- EXERCISE TASK: Collect every line in the rows below that contains the string "trim", with leading and trailing spaces removed. Letter case counts.
[BEGIN MATERIAL SUPPLIED]
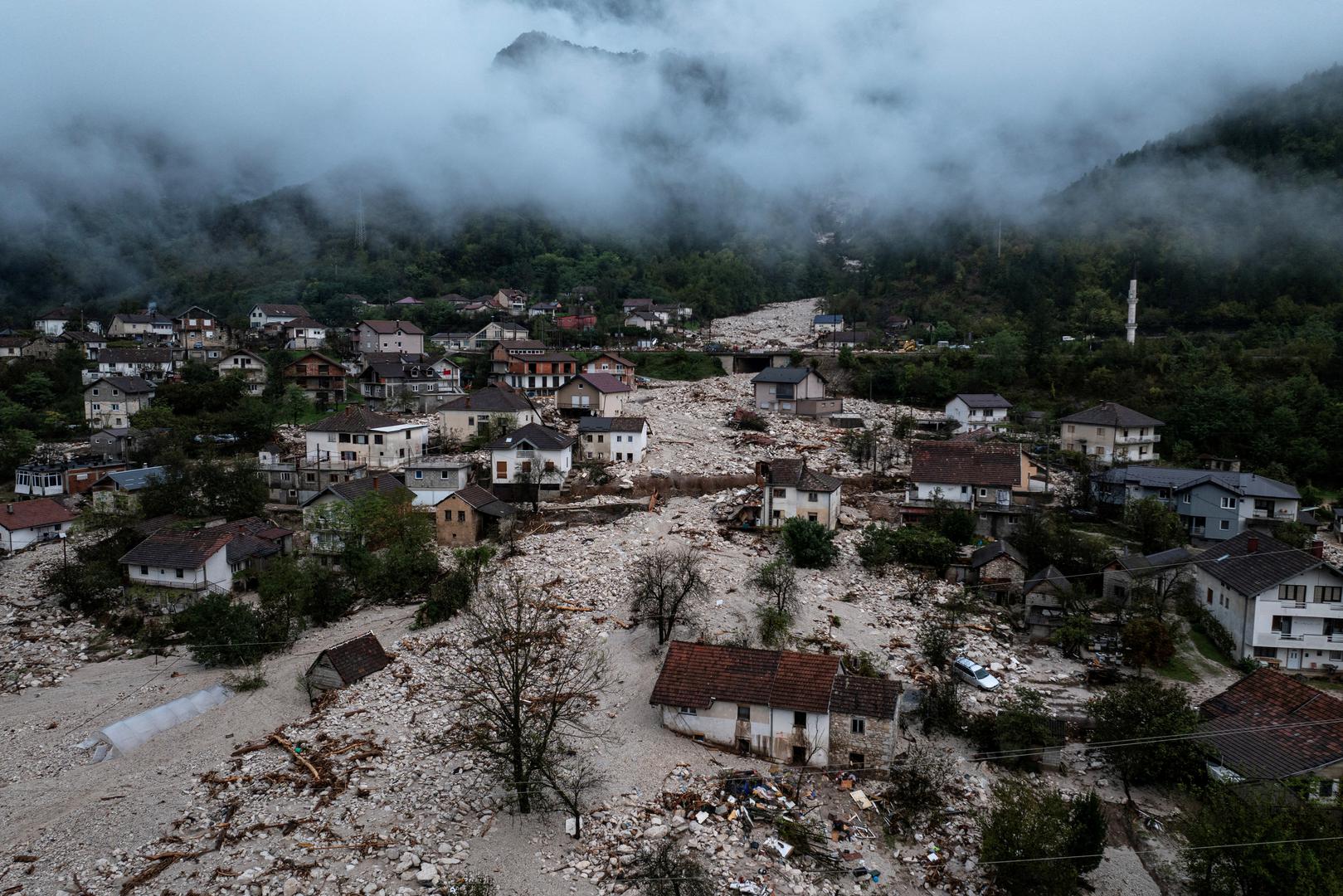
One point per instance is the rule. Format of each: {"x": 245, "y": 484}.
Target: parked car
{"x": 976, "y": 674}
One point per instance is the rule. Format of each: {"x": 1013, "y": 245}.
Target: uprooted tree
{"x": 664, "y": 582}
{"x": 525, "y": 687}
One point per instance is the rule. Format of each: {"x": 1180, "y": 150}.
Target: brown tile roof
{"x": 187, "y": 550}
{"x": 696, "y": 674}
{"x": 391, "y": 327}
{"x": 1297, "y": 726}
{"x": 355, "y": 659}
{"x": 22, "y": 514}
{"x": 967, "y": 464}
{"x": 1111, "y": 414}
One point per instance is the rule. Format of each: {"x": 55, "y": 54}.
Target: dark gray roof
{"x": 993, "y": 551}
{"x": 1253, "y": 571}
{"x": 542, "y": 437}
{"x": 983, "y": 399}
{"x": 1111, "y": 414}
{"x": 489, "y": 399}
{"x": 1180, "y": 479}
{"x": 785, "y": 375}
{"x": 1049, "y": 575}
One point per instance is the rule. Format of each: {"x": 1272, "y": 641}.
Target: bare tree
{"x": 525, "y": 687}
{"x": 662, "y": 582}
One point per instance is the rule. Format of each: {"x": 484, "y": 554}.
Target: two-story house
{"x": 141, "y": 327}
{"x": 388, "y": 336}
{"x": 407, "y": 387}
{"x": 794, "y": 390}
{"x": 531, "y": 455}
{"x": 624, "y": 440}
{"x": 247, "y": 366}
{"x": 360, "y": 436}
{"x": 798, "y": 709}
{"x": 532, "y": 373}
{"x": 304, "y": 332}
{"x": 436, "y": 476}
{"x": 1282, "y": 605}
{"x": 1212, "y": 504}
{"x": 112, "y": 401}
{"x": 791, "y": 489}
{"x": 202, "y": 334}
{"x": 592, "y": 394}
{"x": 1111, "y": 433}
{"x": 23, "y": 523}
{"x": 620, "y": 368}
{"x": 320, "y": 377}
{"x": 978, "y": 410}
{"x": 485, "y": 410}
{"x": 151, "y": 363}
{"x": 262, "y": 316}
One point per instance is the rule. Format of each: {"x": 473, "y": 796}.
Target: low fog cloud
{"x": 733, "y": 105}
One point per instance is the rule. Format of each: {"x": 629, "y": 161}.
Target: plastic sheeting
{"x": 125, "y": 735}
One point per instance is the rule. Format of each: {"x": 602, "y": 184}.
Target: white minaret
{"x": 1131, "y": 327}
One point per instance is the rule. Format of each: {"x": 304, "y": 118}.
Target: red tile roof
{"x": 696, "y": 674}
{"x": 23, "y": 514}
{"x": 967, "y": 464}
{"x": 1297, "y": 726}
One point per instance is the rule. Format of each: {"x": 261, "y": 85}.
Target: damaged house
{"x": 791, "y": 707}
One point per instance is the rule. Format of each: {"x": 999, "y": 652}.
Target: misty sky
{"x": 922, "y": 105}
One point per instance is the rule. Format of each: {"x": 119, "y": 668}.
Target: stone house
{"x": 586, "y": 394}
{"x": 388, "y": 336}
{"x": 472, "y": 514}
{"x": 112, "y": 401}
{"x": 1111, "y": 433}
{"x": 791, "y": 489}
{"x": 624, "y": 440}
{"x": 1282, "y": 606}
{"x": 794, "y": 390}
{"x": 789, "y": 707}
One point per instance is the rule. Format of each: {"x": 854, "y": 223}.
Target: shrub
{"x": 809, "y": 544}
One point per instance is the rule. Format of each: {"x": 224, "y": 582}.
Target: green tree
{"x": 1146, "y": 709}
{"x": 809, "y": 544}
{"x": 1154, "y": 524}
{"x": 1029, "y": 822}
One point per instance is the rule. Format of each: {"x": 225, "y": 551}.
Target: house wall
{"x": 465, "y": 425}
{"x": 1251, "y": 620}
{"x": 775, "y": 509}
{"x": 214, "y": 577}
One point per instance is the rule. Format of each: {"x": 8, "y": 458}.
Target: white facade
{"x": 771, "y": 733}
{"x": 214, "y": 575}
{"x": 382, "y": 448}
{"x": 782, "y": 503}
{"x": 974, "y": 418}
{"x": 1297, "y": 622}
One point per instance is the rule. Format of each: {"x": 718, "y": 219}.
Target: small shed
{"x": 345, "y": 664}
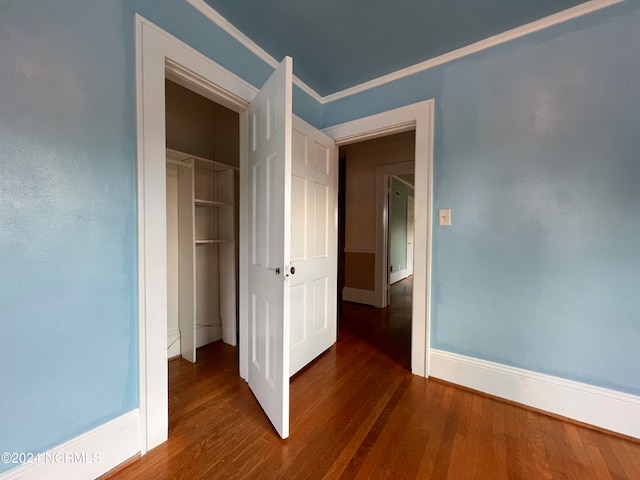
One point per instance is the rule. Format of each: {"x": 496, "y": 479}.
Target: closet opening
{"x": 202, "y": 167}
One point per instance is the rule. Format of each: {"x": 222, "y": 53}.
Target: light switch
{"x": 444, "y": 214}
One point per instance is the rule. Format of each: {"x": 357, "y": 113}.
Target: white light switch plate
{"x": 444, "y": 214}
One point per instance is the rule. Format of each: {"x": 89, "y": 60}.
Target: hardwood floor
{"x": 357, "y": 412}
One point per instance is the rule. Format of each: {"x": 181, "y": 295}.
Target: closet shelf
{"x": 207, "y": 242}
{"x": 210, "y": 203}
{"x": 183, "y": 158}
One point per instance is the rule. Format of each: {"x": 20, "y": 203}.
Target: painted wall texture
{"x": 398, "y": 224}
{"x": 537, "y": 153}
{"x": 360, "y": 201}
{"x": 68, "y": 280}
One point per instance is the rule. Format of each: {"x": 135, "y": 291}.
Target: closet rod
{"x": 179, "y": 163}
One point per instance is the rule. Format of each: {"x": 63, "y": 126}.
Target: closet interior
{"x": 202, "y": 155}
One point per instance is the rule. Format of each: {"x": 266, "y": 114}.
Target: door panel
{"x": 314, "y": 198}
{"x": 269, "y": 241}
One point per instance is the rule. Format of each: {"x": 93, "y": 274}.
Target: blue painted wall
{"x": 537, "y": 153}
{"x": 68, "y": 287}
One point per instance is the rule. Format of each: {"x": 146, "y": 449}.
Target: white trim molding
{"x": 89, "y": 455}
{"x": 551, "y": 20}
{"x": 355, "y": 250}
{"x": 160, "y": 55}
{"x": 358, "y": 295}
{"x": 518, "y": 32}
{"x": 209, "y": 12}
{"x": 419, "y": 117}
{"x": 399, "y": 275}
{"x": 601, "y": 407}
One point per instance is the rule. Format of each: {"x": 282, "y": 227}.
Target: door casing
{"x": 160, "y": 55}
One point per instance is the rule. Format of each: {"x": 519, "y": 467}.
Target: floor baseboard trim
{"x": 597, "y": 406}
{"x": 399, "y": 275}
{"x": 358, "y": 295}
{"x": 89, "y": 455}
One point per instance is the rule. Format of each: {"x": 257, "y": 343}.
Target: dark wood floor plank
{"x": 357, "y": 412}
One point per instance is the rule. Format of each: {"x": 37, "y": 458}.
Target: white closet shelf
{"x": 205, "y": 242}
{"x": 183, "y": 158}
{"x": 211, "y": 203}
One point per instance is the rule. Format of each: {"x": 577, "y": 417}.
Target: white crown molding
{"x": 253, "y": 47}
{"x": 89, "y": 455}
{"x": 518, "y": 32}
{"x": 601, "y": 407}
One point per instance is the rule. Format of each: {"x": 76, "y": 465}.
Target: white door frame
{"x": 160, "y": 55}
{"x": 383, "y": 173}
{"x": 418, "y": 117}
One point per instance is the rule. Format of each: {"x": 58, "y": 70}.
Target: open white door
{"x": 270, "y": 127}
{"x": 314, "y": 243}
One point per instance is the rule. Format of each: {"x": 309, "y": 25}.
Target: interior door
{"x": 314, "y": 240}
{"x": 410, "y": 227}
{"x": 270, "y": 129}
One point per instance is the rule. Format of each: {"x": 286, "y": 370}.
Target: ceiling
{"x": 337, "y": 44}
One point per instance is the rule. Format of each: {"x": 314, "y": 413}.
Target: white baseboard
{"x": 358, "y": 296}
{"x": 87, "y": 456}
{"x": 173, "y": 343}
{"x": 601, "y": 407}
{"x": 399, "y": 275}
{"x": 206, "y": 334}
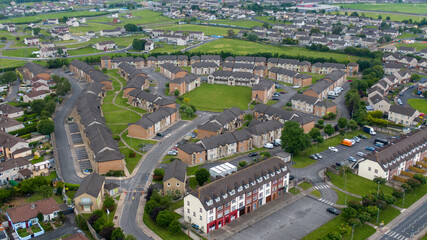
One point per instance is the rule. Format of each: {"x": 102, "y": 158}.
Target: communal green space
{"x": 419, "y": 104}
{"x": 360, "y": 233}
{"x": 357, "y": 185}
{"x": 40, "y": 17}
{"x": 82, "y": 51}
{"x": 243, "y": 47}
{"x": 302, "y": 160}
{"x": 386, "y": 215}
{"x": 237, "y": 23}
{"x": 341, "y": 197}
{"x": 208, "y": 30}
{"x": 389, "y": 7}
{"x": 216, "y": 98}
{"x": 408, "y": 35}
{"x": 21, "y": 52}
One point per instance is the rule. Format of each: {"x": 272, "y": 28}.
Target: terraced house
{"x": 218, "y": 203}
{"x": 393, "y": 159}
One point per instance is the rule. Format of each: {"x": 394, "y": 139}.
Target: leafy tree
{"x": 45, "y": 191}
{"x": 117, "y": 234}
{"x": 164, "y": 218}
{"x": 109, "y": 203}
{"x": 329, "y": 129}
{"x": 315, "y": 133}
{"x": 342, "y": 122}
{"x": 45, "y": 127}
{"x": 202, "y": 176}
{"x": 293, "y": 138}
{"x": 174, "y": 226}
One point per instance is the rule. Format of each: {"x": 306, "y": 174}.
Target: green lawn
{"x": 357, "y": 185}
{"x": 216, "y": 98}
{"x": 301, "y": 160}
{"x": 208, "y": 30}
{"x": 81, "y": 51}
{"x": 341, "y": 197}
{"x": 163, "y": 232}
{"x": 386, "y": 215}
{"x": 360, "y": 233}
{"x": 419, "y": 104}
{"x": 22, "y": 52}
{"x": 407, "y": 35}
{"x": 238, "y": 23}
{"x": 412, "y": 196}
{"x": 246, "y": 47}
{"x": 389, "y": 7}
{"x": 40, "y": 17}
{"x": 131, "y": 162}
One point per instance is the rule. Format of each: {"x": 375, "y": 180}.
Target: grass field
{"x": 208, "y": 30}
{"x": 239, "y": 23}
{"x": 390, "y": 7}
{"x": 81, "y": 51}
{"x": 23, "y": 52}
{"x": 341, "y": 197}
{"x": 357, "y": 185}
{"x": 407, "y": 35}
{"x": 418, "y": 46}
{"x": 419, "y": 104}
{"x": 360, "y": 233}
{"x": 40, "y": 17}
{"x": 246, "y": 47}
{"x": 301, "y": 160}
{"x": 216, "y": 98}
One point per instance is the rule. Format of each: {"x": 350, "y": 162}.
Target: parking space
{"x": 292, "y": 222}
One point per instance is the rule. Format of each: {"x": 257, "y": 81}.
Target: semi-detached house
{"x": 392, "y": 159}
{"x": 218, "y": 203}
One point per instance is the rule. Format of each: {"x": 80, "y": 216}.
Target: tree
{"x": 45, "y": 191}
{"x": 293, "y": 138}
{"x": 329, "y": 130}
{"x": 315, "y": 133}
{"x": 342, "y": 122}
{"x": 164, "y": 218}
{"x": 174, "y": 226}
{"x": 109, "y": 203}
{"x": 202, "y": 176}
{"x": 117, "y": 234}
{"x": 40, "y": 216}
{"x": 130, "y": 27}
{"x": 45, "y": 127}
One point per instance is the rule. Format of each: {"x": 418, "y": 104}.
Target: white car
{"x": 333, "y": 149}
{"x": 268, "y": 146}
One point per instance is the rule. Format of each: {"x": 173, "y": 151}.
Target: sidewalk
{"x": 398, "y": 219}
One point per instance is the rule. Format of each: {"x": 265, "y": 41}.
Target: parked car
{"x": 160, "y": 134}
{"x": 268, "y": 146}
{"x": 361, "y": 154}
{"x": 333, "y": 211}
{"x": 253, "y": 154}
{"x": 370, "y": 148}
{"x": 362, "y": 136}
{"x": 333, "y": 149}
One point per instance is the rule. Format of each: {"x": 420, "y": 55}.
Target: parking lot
[END MATERIAL SUPPLIED]
- RESPONSE TO THE TASK:
Target: white trim molding
Target: floor baseboard trim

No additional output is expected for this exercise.